● **DIRECTIONS**:
Show every line in the items below that contains the string "positive". Case counts.

● **SOURCE INFORMATION**:

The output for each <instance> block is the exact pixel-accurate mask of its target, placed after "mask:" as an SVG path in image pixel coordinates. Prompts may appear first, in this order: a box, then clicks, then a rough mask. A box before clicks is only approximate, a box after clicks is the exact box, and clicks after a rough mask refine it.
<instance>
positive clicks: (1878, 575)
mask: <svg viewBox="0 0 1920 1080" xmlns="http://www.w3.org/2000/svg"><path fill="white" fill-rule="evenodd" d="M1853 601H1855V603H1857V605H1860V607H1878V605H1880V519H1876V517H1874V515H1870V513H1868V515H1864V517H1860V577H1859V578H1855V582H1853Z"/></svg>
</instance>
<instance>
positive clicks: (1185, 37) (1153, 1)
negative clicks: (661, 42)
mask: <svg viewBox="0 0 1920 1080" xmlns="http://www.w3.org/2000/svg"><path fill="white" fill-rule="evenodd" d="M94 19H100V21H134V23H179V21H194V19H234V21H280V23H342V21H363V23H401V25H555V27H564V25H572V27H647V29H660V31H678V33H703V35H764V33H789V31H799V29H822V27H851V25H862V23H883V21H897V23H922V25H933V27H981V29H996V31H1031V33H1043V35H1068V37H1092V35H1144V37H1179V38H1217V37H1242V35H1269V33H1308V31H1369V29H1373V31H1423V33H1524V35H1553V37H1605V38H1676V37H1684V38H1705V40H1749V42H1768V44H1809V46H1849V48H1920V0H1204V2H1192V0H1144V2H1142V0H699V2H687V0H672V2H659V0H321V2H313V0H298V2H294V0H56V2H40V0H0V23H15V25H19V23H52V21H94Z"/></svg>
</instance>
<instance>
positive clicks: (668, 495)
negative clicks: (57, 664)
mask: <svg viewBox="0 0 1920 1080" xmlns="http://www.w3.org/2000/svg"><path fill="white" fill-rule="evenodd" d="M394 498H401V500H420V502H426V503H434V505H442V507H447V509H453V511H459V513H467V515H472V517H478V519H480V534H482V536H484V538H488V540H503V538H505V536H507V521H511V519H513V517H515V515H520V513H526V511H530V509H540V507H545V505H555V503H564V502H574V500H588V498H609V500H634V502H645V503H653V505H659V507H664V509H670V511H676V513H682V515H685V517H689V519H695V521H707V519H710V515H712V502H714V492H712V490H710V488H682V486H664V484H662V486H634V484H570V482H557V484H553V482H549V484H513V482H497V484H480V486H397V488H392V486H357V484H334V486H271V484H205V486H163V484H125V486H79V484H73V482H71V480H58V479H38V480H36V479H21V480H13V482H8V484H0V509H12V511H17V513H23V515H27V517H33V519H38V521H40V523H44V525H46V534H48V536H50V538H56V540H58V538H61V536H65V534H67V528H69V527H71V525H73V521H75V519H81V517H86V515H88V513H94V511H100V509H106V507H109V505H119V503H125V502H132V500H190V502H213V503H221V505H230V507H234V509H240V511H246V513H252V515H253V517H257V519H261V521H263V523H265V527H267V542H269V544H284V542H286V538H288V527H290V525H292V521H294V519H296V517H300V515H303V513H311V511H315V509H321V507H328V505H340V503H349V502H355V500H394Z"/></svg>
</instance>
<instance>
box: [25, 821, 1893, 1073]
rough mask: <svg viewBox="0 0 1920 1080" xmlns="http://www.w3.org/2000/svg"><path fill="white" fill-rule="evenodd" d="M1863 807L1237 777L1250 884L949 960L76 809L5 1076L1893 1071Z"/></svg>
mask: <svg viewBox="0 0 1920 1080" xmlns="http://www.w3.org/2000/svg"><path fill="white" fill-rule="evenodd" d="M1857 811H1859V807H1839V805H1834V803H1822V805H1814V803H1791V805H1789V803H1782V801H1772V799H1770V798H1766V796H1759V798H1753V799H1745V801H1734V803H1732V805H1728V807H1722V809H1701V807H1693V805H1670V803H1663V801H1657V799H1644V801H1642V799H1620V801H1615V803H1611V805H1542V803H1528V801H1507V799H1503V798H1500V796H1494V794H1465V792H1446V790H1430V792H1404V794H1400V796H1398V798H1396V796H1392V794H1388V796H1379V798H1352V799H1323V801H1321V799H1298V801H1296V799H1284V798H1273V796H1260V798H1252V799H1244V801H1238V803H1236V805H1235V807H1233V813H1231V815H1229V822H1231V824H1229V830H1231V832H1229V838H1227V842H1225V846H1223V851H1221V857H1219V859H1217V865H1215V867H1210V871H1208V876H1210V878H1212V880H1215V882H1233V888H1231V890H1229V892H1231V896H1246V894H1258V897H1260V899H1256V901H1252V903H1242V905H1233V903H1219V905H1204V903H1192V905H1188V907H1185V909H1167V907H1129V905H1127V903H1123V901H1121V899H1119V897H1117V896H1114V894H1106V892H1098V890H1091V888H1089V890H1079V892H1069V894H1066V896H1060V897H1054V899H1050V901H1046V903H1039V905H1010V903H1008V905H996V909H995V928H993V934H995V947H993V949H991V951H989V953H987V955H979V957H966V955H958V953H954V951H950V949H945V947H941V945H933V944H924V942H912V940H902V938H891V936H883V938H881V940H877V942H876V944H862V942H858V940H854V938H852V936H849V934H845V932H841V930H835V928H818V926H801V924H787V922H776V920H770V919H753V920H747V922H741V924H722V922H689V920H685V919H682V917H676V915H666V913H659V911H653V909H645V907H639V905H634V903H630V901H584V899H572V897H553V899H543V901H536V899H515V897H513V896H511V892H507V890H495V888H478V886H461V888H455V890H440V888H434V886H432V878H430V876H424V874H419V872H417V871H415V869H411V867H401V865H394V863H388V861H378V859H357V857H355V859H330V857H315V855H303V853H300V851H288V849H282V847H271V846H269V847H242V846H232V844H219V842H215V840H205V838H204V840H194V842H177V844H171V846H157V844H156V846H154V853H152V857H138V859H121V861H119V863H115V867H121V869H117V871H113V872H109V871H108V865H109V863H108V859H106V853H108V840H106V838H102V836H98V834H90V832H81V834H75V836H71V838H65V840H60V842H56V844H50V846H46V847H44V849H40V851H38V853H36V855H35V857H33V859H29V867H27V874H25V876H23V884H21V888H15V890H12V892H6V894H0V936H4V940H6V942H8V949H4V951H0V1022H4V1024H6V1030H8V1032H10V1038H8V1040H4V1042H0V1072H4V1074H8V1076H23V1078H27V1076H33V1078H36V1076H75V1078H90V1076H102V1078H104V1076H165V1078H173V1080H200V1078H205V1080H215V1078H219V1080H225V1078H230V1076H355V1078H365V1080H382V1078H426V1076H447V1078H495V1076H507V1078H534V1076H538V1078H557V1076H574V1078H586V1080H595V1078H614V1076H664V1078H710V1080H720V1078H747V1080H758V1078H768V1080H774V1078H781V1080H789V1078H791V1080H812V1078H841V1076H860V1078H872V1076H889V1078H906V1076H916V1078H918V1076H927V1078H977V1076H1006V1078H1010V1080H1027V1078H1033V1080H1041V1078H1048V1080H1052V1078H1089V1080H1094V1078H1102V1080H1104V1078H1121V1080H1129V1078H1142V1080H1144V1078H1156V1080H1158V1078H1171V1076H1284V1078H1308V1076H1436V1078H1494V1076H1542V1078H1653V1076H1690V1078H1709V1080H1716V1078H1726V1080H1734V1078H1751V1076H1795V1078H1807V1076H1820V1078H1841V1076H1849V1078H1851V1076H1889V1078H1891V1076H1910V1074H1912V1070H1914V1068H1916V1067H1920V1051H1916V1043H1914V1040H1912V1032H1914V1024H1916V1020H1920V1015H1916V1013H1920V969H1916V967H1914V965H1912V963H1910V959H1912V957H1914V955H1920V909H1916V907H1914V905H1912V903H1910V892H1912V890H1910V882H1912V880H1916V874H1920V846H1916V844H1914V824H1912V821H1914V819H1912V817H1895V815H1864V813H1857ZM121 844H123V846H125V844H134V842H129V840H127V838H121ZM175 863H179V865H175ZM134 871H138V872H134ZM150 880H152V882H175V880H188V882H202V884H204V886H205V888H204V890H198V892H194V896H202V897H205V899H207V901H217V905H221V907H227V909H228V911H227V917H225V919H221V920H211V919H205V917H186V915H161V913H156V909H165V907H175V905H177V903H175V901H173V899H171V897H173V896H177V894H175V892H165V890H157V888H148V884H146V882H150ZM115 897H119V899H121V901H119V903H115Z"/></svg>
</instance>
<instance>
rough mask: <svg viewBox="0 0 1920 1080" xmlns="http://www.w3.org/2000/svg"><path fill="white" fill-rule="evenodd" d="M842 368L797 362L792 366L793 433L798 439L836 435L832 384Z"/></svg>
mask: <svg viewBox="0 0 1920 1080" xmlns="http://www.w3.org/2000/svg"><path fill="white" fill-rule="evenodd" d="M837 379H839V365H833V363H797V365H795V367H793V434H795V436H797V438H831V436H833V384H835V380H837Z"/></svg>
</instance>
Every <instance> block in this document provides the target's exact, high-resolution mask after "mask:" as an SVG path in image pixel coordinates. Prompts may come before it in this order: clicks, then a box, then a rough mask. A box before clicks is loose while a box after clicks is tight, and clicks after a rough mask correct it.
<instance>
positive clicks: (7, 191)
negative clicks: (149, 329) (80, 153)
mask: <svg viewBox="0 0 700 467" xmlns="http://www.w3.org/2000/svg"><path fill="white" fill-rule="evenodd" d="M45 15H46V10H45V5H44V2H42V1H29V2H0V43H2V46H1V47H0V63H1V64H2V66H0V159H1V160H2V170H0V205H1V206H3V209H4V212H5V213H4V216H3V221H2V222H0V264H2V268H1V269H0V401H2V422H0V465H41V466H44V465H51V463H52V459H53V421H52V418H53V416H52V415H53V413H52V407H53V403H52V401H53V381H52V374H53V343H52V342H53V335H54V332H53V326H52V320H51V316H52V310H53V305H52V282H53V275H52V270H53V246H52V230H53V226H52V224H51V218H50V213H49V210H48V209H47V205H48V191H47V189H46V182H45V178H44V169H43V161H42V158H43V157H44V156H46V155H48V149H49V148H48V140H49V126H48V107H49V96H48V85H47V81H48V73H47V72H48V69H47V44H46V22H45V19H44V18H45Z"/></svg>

● **RESULT OF THIS TASK**:
positive clicks: (1878, 575)
positive clicks: (1185, 37) (1153, 1)
positive clicks: (668, 495)
positive clicks: (7, 191)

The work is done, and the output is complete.